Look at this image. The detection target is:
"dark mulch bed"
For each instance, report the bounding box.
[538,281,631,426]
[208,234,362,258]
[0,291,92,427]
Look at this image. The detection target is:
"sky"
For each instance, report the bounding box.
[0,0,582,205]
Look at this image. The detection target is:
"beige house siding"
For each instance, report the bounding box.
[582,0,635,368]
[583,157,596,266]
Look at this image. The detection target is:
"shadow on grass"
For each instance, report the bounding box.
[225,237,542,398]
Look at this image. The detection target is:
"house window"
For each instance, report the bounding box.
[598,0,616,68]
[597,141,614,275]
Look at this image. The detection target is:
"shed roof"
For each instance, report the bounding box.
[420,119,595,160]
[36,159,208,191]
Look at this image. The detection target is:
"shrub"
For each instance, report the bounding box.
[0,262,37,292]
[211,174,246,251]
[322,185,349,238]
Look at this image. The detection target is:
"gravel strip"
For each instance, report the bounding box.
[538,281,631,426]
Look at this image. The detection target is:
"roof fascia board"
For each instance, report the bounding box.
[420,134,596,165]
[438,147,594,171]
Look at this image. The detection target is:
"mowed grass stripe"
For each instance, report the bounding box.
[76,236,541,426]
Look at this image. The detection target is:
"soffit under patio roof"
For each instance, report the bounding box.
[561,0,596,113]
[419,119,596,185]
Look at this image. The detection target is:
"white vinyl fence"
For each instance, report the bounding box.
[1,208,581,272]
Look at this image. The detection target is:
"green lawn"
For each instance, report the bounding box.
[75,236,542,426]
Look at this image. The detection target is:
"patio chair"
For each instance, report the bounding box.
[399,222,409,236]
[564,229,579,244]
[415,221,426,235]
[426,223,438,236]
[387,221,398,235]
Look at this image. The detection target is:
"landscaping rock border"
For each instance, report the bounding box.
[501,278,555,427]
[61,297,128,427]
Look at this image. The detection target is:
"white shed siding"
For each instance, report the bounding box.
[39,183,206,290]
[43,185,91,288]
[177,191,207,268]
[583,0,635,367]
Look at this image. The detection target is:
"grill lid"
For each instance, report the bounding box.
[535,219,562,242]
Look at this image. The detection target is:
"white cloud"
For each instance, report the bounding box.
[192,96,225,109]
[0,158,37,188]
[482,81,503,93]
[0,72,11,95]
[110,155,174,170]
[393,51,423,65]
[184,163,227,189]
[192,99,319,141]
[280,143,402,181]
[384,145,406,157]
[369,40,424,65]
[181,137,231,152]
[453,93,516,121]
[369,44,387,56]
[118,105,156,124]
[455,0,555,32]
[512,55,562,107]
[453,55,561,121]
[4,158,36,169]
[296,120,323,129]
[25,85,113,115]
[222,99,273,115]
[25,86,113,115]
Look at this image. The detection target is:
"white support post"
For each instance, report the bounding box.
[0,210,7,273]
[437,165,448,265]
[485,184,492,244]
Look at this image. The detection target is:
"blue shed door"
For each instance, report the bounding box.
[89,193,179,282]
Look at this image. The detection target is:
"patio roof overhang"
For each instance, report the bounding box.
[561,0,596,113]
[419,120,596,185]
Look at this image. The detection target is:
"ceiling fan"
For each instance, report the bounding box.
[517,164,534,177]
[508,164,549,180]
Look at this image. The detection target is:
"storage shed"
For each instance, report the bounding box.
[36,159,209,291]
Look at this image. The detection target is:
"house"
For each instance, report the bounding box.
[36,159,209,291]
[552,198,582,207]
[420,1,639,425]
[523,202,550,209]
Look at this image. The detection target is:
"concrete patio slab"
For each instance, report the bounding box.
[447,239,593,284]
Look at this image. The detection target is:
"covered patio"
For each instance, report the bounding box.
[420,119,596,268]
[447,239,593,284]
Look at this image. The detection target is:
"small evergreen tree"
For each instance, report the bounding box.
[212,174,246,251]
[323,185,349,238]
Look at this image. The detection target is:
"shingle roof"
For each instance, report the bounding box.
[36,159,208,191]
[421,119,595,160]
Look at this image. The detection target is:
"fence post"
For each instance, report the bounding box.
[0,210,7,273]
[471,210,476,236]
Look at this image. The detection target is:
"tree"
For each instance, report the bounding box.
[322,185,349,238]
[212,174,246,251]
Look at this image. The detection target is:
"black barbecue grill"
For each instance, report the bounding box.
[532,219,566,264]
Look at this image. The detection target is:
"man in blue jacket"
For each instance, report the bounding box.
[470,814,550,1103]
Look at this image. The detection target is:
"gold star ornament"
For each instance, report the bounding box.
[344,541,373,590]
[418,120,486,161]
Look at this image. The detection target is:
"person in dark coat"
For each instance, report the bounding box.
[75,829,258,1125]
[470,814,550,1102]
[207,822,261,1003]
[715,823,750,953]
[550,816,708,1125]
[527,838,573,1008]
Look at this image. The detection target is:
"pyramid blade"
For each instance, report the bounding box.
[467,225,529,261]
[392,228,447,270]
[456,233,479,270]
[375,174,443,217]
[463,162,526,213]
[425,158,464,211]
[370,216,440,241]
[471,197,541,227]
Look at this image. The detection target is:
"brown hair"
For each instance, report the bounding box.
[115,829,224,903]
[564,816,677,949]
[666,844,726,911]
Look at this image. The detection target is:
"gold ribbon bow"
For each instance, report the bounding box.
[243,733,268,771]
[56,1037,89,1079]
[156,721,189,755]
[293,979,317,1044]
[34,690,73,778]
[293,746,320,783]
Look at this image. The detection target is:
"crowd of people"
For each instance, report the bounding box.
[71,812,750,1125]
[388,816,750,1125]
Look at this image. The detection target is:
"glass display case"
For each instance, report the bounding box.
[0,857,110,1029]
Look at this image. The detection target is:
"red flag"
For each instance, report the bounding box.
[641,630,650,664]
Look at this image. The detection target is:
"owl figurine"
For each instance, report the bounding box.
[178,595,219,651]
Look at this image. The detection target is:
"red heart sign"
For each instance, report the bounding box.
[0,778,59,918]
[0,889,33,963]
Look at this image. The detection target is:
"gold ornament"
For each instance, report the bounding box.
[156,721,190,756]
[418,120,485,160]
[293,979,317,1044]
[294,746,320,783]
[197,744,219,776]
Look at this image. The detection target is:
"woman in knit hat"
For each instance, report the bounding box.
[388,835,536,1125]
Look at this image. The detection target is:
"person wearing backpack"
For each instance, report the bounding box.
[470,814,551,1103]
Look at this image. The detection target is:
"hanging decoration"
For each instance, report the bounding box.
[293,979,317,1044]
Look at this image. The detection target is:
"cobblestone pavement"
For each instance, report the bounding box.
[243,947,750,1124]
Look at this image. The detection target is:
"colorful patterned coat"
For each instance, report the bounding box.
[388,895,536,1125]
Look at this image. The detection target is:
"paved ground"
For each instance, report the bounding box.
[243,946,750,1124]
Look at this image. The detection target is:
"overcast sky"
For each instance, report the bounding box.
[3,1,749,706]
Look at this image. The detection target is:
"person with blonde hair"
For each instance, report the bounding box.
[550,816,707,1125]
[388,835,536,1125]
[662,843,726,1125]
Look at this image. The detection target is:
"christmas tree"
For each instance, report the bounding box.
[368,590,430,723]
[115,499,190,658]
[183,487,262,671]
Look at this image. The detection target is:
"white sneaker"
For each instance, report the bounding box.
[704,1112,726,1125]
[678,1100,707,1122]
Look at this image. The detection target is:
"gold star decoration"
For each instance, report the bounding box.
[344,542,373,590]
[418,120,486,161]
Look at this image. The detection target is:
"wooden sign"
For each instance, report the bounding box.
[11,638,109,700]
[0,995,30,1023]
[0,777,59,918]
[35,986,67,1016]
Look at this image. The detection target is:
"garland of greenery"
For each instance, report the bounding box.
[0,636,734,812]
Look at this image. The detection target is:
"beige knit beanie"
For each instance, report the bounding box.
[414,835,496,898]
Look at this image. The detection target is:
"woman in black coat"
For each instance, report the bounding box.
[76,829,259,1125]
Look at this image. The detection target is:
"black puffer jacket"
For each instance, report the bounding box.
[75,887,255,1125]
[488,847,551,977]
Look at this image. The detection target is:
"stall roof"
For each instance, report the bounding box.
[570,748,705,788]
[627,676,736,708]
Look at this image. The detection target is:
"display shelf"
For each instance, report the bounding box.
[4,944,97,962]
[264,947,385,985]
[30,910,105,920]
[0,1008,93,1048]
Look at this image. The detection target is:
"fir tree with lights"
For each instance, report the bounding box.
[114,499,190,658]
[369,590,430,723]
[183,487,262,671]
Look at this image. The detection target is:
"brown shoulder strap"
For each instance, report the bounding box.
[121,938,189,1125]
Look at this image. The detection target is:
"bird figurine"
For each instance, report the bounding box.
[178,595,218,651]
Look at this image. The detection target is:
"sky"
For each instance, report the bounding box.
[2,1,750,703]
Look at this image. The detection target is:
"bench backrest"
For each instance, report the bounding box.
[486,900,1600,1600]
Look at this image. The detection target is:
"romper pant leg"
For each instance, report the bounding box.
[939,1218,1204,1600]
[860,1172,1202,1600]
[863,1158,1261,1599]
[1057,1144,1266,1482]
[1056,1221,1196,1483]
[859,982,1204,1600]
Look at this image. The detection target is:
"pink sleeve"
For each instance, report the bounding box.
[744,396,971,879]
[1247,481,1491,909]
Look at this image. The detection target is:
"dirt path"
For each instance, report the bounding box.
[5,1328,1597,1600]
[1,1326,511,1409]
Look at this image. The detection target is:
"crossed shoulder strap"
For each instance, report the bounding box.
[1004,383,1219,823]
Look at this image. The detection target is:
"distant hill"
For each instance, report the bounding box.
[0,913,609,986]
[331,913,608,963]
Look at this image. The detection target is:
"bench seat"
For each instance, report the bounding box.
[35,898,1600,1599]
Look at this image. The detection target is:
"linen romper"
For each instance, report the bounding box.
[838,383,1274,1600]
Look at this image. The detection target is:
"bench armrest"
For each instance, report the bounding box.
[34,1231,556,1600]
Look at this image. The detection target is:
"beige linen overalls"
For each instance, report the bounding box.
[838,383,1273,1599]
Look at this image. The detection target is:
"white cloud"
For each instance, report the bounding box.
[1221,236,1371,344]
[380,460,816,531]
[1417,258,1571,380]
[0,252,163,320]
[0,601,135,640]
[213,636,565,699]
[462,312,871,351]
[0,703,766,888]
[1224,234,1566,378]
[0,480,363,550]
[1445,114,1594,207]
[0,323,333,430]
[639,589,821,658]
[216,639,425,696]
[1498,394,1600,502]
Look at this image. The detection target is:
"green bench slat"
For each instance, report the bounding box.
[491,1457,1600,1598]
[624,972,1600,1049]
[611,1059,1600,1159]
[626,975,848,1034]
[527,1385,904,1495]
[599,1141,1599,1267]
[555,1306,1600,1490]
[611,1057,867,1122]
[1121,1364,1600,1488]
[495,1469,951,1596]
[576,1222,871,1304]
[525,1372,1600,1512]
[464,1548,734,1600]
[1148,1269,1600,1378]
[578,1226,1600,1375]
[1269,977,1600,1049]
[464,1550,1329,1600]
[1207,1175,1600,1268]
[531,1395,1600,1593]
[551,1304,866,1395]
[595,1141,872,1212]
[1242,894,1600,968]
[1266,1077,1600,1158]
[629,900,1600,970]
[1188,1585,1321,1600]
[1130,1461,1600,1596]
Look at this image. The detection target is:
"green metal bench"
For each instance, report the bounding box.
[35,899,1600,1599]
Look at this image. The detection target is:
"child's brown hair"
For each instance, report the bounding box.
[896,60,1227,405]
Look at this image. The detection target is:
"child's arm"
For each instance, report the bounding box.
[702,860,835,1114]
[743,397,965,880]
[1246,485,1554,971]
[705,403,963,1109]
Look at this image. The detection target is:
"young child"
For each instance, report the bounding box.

----------

## [Task instructions]
Copy all lines from the entries that contain the word "coat".

## [Reply]
"person in dark coat"
"colorful patterned coat"
"woman in black coat"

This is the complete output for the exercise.